# DOCUMENT TEXT:
☆ ☆ ☆ ☆

On the other hand, it was something, you know, ominous in the background all the time. After a while, I remember the older boys were getting drafted. They were going off to military service, going off to training. And then after a while someone would come back and they would be wounded, walking on crutches and stuff. So you knew something…you know they would never talk about it but you know what was going on…

What didn’t make sense was... and what seemed kind of odd, because you know these people, like myself, the older boys were put into camp and then when they turned 18 they were drafted into the army. And well, if they are gonna go into the army, even then I said to myself, “Why do they have to be kept in camps?” It didn’t make a lot of sense, but anyways, like a nine year old, I didn’t question it too much.

☆ ☆ ☆ ☆

# RECORDED DATA:
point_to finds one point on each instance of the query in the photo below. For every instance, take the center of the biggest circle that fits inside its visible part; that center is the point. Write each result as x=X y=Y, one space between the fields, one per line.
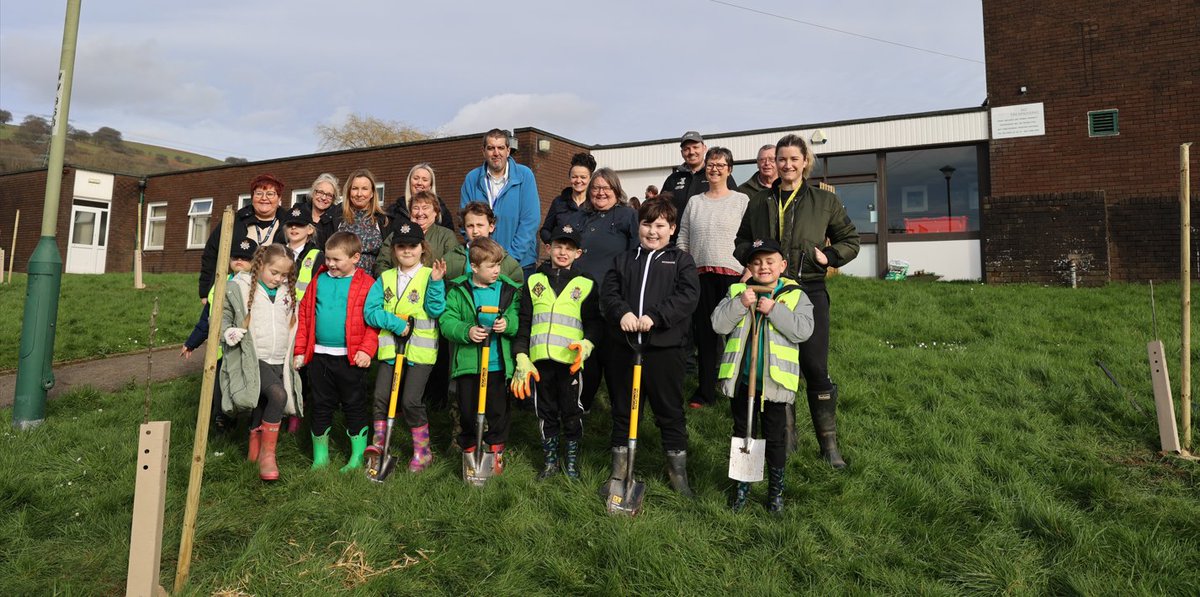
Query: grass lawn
x=989 y=454
x=101 y=315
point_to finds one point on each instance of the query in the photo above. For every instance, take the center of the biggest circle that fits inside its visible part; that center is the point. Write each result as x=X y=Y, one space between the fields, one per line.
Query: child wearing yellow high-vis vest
x=299 y=230
x=558 y=324
x=785 y=320
x=405 y=302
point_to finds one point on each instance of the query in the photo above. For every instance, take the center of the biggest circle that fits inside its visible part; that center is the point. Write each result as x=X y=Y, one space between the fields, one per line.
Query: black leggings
x=273 y=397
x=815 y=351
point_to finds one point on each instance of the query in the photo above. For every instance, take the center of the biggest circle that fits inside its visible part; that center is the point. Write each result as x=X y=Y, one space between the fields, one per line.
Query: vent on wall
x=1102 y=124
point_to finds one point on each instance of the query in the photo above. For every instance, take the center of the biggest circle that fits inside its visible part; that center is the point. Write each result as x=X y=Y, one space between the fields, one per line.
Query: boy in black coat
x=647 y=300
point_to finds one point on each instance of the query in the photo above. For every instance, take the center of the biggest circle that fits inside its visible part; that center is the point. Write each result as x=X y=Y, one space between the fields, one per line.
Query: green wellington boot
x=358 y=446
x=319 y=451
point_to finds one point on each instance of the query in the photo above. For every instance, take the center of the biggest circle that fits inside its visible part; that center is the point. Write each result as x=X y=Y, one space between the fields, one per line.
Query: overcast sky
x=252 y=78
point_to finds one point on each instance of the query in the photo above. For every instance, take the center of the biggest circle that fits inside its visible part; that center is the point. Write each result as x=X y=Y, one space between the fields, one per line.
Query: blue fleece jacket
x=517 y=210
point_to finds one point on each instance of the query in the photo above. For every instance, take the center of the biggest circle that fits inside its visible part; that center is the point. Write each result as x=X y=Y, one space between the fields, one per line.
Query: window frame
x=150 y=222
x=192 y=243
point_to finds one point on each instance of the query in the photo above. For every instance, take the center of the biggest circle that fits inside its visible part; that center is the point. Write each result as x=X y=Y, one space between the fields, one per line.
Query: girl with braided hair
x=258 y=326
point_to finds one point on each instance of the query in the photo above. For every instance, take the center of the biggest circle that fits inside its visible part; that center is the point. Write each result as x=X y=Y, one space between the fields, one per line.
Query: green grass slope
x=989 y=456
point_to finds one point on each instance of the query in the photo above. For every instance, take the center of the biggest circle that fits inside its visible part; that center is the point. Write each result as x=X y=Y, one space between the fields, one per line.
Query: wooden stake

☆ ☆ ☆ ☆

Copy out the full passage above about the older boys drafted from camp, word for word, keeping its paragraph break.

# THE RESULT:
On the other hand, it was something, you know, ominous in the background all the time. After a while, I remember the older boys were getting drafted. They were going off to military service, going off to training. And then after a while someone would come back and they would be wounded, walking on crutches and stuff. So you knew something…you know they would never talk about it but you know what was going on…

What didn’t make sense was... and what seemed kind of odd, because you know these people, like myself, the older boys were put into camp and then when they turned 18 they were drafted into the army. And well, if they are gonna go into the army, even then I said to myself, “Why do they have to be kept in camps?” It didn’t make a lot of sense, but anyways, like a nine year old, I didn’t question it too much.